• _Stated problem_: Starting at the line that contains "Each instance of the flower center", restate each line word for word through the final line of the data, keeping both ends.

• _Records for the task_:
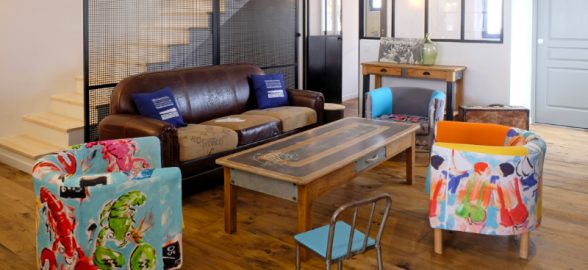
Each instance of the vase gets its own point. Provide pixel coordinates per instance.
(429, 51)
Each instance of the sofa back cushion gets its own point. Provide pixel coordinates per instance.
(202, 93)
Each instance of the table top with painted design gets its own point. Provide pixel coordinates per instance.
(306, 156)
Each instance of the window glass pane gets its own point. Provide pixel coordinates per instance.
(483, 20)
(372, 18)
(375, 5)
(410, 22)
(445, 19)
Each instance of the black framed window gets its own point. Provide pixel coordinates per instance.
(492, 19)
(373, 18)
(375, 5)
(476, 21)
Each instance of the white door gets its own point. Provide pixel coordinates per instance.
(562, 63)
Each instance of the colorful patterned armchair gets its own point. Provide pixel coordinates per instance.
(408, 104)
(107, 205)
(486, 179)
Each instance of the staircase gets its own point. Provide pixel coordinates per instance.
(46, 132)
(148, 46)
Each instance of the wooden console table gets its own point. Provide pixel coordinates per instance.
(453, 75)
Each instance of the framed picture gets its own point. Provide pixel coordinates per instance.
(401, 50)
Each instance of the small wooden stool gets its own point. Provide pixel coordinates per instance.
(333, 112)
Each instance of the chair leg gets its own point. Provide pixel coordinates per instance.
(297, 256)
(438, 241)
(524, 248)
(379, 257)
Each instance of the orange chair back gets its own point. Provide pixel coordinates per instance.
(471, 133)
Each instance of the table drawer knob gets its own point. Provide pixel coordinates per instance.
(373, 159)
(370, 160)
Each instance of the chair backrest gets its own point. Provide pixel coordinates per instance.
(401, 100)
(471, 133)
(373, 201)
(124, 155)
(412, 100)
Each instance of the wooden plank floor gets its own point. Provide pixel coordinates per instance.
(266, 225)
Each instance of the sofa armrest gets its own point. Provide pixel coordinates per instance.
(117, 126)
(310, 99)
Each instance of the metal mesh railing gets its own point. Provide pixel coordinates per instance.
(127, 37)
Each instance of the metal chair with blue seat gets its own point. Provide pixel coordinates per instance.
(339, 241)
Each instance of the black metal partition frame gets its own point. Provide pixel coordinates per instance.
(127, 37)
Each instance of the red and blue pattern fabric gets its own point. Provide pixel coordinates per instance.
(108, 205)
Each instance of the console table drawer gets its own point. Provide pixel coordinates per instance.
(387, 71)
(370, 160)
(426, 74)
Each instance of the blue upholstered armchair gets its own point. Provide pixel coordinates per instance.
(409, 105)
(108, 204)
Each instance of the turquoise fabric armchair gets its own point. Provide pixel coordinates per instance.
(421, 106)
(106, 205)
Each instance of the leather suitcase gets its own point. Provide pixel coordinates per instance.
(513, 116)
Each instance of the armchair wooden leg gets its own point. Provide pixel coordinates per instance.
(438, 241)
(524, 249)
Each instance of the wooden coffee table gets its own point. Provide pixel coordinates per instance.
(301, 167)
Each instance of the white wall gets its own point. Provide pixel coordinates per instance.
(350, 63)
(522, 53)
(487, 78)
(41, 52)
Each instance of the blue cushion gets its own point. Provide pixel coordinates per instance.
(270, 90)
(381, 101)
(317, 240)
(159, 105)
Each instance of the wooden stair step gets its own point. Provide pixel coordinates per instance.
(70, 98)
(55, 121)
(27, 146)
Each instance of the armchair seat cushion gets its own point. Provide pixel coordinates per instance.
(250, 128)
(202, 140)
(292, 117)
(424, 123)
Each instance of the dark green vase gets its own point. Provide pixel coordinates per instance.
(429, 51)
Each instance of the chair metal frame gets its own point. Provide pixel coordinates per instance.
(356, 205)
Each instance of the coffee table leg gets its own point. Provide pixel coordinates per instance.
(410, 161)
(304, 217)
(230, 203)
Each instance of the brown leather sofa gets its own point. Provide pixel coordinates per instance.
(203, 94)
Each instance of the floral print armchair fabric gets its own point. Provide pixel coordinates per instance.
(108, 205)
(421, 106)
(486, 179)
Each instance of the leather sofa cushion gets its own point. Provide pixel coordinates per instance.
(201, 140)
(250, 128)
(292, 117)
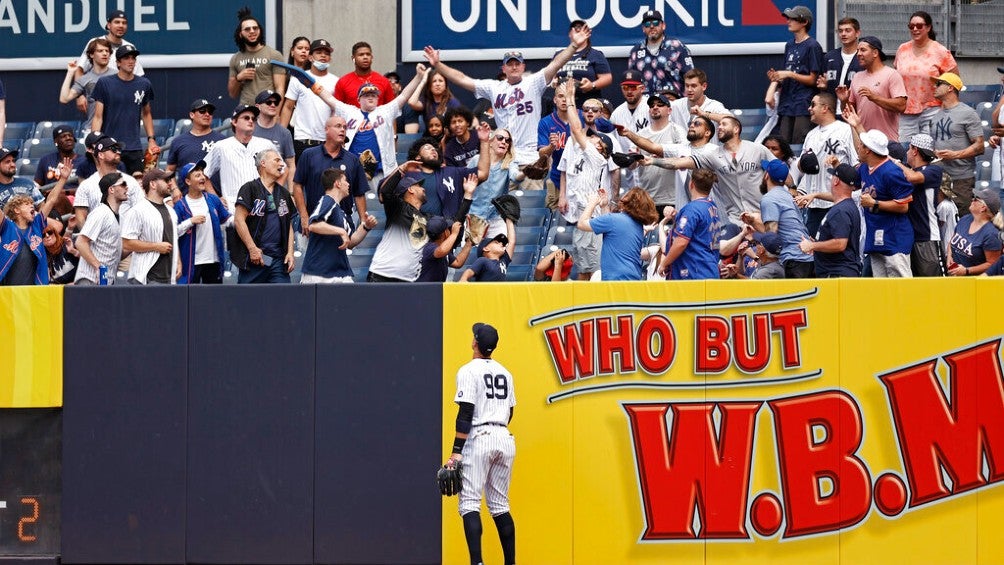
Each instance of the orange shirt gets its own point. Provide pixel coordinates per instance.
(917, 71)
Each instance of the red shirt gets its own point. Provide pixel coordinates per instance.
(347, 87)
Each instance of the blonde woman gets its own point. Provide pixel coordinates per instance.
(501, 173)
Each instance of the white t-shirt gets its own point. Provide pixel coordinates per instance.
(489, 386)
(517, 108)
(104, 234)
(205, 240)
(311, 112)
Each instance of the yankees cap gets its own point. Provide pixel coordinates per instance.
(486, 336)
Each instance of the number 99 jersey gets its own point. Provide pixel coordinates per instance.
(489, 386)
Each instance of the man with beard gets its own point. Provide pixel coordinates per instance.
(48, 166)
(399, 255)
(250, 71)
(150, 233)
(347, 87)
(444, 184)
(737, 163)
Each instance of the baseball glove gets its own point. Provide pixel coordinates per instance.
(477, 227)
(451, 481)
(508, 207)
(538, 169)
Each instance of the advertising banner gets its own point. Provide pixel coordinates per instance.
(46, 34)
(784, 422)
(485, 29)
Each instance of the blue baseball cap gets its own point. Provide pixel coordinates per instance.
(776, 170)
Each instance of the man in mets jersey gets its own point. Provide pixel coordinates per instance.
(486, 398)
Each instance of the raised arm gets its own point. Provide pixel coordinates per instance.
(453, 75)
(578, 38)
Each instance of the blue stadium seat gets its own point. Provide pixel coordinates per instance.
(405, 142)
(181, 126)
(164, 127)
(43, 129)
(18, 130)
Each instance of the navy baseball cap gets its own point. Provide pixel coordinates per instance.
(776, 170)
(770, 241)
(127, 50)
(486, 336)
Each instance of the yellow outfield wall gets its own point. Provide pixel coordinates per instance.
(31, 325)
(782, 422)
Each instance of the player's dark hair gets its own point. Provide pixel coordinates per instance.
(704, 180)
(927, 21)
(851, 21)
(329, 177)
(243, 15)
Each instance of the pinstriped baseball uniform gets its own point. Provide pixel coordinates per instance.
(490, 448)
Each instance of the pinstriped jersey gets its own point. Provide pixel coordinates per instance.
(489, 386)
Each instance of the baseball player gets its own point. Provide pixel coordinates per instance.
(486, 398)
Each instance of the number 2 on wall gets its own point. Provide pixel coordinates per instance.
(497, 386)
(33, 503)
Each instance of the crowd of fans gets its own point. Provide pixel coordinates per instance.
(865, 169)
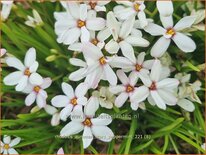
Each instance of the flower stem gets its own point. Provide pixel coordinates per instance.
(131, 135)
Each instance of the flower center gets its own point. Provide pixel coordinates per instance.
(129, 89)
(92, 4)
(27, 72)
(138, 67)
(94, 41)
(74, 101)
(170, 31)
(136, 7)
(81, 23)
(87, 122)
(102, 60)
(6, 146)
(153, 86)
(37, 89)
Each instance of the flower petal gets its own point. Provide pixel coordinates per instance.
(13, 78)
(72, 128)
(185, 43)
(102, 133)
(102, 119)
(121, 99)
(87, 137)
(160, 47)
(30, 57)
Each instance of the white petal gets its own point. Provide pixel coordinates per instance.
(102, 119)
(15, 142)
(160, 47)
(68, 90)
(168, 83)
(112, 47)
(137, 41)
(41, 101)
(72, 128)
(167, 96)
(85, 35)
(103, 133)
(30, 57)
(14, 62)
(186, 105)
(30, 99)
(158, 100)
(12, 151)
(60, 101)
(13, 78)
(91, 107)
(121, 99)
(154, 29)
(185, 22)
(83, 12)
(122, 77)
(167, 22)
(35, 79)
(65, 112)
(95, 24)
(127, 51)
(110, 75)
(185, 43)
(81, 89)
(22, 83)
(87, 137)
(165, 8)
(156, 71)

• _Output for this exercise_:
Each instance of the flower center gets its own point. Provide pixel coordinates per instance.
(129, 89)
(92, 4)
(27, 72)
(138, 67)
(94, 41)
(74, 101)
(170, 31)
(136, 7)
(81, 23)
(87, 122)
(102, 60)
(6, 146)
(153, 86)
(37, 89)
Each instance of the flower petal gets its own point. Provide pixel coordinates per instance.
(13, 78)
(72, 128)
(185, 43)
(102, 133)
(102, 119)
(121, 99)
(87, 137)
(160, 47)
(30, 57)
Each instance of the white petal gets its own point. Provide pixel coordinates per instance.
(102, 119)
(15, 142)
(160, 47)
(68, 90)
(168, 83)
(112, 47)
(137, 41)
(41, 101)
(72, 128)
(167, 96)
(85, 35)
(103, 133)
(30, 57)
(14, 62)
(186, 105)
(30, 99)
(158, 100)
(12, 151)
(60, 101)
(13, 78)
(91, 107)
(121, 99)
(154, 29)
(185, 22)
(83, 12)
(122, 77)
(167, 22)
(35, 79)
(65, 112)
(95, 24)
(127, 51)
(110, 75)
(185, 43)
(81, 89)
(22, 83)
(87, 137)
(165, 8)
(156, 71)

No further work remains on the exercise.